══ Seitenauszug ══

EDIT: Mit toString() lieferst du laut JAVA-API eine String-Representation deiner Instanz zurück, also irgendetwas, was dem Objekt ´nen Namen gibt oder sonstwelche Informationen. So genau ist das nicht definiert, du kannst da auch "Katzenfutter" hinschreiben...


----------



## Andgalf (20. Feb 2012)

Na ja, so ein Object kann ja mehr als zwei properties haben.

Und wenn du jetzt von einer Katze, den Namen, das Alter, das Geschlecht, die Felllänge, die Farbe, die Größe und das Gewicht entsprechend ausgeben willst ... macht das Überschreiben der toString methode schon sinn.


----------



## babuschka (20. Feb 2012)

Okay, wenn ich die Methode toString überschrieben habe, kann ich mir das .toString() also sparen.


Aber meine Frage war, ob ich den Sinn des Überschreibens richtig verstanden habe und wieso man sich die Mühe macht, wenn man auch felix.name nehmen kann,


----------



## HimBromBeere (20. Feb 2012)

═══
══ Bereitgestellte Daten ══

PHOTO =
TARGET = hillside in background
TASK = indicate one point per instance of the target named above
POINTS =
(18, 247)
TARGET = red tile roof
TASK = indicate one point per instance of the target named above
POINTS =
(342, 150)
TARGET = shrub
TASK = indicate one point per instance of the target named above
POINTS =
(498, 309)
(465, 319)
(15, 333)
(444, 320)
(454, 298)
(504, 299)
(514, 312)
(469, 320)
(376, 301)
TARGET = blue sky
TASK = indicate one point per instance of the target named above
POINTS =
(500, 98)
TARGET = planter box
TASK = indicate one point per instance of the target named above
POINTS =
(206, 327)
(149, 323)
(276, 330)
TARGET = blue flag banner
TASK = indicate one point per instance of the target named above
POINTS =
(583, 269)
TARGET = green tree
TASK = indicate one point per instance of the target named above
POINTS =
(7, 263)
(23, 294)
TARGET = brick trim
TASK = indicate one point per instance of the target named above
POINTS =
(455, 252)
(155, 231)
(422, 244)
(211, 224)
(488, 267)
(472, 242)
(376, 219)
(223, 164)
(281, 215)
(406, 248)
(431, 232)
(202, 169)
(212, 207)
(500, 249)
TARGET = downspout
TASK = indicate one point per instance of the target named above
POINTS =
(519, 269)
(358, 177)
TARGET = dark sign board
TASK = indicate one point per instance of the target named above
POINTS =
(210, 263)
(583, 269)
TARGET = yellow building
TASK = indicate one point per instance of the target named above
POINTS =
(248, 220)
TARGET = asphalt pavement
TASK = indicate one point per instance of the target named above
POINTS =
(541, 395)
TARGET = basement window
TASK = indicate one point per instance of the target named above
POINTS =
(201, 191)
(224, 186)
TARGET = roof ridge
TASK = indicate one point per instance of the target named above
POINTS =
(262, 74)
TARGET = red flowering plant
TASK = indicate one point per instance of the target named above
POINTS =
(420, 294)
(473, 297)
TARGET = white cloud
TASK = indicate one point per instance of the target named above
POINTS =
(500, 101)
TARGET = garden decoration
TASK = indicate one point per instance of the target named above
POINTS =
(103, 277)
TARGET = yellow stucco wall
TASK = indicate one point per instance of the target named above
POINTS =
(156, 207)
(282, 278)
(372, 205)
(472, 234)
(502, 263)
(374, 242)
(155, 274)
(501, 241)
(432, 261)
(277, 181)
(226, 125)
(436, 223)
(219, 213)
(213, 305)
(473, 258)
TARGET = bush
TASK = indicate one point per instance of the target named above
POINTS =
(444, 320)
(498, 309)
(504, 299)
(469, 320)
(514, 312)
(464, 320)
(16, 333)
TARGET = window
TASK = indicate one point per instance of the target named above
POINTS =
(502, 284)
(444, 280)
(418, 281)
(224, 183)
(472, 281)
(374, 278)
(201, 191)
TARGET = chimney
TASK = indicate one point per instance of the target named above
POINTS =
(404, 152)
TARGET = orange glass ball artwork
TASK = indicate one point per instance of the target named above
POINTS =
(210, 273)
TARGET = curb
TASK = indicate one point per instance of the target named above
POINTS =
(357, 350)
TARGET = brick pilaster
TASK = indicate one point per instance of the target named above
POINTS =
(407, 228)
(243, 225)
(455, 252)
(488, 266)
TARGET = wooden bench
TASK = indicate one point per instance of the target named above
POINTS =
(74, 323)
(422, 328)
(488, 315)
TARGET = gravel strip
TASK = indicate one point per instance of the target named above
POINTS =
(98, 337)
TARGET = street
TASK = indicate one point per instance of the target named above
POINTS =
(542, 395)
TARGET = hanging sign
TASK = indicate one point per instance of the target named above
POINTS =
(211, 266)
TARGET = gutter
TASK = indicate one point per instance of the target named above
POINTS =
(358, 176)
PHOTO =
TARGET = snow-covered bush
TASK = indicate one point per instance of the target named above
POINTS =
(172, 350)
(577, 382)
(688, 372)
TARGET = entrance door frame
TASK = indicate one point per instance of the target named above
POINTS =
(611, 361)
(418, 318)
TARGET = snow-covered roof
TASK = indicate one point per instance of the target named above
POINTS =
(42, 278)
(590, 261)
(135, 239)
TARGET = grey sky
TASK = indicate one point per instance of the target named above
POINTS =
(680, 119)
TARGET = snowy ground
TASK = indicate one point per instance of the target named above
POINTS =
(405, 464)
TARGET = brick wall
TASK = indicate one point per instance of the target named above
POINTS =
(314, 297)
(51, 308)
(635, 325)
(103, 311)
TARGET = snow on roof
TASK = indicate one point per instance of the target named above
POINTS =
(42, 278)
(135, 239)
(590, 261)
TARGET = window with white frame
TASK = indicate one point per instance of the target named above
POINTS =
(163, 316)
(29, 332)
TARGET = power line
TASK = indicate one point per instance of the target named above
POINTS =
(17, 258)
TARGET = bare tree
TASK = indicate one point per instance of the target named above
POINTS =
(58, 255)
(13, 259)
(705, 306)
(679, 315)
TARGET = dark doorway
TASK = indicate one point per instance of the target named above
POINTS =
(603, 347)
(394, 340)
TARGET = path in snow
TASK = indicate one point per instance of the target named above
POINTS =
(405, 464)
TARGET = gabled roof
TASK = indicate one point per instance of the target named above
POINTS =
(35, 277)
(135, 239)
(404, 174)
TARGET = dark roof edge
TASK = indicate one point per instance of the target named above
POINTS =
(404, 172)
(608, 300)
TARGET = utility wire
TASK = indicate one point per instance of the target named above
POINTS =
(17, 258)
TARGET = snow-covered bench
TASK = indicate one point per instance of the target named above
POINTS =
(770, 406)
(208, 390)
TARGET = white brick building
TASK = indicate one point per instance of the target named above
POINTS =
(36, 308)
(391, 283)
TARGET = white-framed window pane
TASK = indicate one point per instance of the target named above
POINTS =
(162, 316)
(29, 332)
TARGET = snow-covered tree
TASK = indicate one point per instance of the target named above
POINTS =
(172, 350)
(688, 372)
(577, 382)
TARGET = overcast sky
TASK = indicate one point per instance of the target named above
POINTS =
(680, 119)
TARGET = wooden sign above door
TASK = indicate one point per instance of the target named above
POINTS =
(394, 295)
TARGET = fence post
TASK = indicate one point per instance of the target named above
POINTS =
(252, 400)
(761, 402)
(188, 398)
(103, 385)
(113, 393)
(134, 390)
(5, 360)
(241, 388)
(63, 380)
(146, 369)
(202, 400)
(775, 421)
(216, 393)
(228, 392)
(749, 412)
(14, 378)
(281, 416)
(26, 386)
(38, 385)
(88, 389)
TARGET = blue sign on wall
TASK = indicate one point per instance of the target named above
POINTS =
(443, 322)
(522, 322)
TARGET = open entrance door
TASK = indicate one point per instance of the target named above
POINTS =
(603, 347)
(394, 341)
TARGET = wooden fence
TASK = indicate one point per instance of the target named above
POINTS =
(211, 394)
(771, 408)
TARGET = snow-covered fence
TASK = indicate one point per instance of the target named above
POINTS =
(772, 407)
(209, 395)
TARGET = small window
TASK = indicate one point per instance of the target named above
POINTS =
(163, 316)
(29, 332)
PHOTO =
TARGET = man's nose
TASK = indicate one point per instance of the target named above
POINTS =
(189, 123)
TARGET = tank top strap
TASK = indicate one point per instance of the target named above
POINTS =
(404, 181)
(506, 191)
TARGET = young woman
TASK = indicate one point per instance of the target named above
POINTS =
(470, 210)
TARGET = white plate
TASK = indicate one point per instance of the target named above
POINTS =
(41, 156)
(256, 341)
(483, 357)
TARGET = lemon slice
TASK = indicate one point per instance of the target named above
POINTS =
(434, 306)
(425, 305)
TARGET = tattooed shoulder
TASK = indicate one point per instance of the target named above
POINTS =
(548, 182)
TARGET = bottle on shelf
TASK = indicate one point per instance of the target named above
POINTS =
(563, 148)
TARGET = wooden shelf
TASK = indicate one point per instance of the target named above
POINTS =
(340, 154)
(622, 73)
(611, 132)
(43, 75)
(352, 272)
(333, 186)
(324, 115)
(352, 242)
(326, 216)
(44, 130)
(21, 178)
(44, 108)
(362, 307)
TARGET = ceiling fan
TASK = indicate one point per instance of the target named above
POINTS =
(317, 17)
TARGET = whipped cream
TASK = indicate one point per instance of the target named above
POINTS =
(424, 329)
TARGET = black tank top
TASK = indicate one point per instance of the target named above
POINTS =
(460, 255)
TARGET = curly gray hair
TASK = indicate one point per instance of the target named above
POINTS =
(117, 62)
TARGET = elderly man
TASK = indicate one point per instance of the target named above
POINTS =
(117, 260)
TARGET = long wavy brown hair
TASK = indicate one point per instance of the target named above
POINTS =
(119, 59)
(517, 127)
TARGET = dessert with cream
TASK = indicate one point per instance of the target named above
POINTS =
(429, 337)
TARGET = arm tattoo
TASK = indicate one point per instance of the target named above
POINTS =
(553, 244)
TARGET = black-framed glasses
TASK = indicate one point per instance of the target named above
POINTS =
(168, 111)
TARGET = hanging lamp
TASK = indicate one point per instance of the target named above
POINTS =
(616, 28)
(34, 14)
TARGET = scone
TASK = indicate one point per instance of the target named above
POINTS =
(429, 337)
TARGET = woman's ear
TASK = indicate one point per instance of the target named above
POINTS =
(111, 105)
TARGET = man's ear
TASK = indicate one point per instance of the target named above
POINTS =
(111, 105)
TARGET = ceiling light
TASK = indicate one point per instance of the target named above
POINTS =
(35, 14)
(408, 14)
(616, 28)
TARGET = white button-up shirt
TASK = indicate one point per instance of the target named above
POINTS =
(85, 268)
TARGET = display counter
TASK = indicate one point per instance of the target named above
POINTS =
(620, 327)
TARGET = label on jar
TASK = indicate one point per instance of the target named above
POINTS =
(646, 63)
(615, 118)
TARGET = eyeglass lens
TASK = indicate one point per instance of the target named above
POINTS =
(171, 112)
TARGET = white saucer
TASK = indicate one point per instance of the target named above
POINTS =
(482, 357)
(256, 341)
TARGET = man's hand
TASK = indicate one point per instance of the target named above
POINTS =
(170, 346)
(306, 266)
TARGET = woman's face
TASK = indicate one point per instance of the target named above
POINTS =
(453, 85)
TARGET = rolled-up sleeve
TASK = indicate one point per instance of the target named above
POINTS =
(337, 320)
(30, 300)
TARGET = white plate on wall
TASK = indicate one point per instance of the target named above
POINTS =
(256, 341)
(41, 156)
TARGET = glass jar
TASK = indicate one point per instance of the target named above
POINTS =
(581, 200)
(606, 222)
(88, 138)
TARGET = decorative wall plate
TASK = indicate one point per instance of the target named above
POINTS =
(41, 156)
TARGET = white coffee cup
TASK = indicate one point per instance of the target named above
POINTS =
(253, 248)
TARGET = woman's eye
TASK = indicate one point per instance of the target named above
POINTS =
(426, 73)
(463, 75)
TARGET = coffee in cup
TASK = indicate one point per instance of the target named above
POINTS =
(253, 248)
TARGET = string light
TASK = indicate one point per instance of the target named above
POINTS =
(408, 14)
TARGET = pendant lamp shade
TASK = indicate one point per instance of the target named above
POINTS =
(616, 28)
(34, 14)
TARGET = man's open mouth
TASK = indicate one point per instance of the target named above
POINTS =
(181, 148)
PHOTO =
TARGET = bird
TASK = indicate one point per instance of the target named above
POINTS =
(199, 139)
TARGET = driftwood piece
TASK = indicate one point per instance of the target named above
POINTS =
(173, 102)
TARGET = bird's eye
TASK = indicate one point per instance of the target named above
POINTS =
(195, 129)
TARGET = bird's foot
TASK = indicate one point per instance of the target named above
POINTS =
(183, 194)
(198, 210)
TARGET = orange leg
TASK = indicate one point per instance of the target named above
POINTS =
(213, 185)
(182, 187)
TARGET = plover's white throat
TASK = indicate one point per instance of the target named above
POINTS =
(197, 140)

═══

→ Kurze Aufgabe A:
Welche Angaben zu einer Katze nennt Andgalf im Seitenauszug, bei denen sich das Überschreiben von toString lohnt?
→ Kurze Aufgabe B:
Zähle die Zeilen der Liste, in denen das Wort "covered" vorkommt, und gib nur die Zahl an.

→ Ausgabe A:
Den Namen, das Alter, das Geschlecht, die Felllänge, die Farbe, die Größe und das Gewicht.

→ Ausgabe B:
5